*EXERCISE DETAILS*
Copy out, word for word, the part of the rows below that opens with the line containing "Indicate the sign reading niland" and closes with the last row.

*SUPPLIED ENTRIES*
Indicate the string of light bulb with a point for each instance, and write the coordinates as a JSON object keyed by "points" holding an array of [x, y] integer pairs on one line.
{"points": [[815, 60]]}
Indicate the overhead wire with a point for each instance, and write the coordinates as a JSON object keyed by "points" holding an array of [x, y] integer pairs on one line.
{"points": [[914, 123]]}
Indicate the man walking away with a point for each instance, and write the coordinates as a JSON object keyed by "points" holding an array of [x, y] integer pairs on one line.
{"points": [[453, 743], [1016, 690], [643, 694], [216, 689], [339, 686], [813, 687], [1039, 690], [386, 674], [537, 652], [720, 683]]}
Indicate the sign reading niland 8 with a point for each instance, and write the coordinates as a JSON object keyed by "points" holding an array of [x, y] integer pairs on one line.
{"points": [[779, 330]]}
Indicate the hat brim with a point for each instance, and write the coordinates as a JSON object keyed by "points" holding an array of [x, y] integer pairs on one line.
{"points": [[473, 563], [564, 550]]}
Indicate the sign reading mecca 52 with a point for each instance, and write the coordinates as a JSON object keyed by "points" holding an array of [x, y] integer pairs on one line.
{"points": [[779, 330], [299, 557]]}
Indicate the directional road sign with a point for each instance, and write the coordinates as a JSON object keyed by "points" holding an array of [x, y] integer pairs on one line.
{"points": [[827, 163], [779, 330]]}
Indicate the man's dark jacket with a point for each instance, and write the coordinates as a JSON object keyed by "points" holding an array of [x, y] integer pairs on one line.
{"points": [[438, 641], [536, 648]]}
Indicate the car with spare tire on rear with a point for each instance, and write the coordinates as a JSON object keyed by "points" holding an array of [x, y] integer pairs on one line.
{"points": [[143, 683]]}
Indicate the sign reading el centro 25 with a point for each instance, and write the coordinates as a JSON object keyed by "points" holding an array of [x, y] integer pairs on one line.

*COMPLETE OUTPUT*
Indicate the sign reading niland 8 with a point for each instance, and write the coordinates as a JSON object keyed by "points" holding an array of [x, y] integer pairs on one line.
{"points": [[779, 330]]}
Indicate the hat brim with a point for each instance, and write the coordinates as a JSON object keyed by "points" holding an array of [x, y] integer pairs on one line.
{"points": [[473, 563], [564, 550]]}
Indicate the sign reading mecca 52 with a point for each instance, and write the coordinates as a JSON object keyed by "points" holding an array of [x, y] integer pairs on one line.
{"points": [[779, 330], [299, 557]]}
Indicate the directional road sign with a point for each instance, and write the coordinates as a JSON object keyed by "points" holding an array of [x, y] integer pairs on one line.
{"points": [[827, 163], [779, 330]]}
Indicate the man's dark jacket with a point for each instance, and write the coordinates as a JSON object keyed by "points" holding an array of [x, y] integer pairs on one line.
{"points": [[438, 641], [536, 648]]}
Indicate the car with spare tire on rear with a point for each instance, and write the coordinates as a JSON object keyed by "points" holding an array of [x, y] integer pairs on one line.
{"points": [[143, 683]]}
Indicate the sign reading el centro 25 with a point for each instance, and write the coordinates as a JSON object keyed by "points" holding an array of [x, y] integer pairs on one line.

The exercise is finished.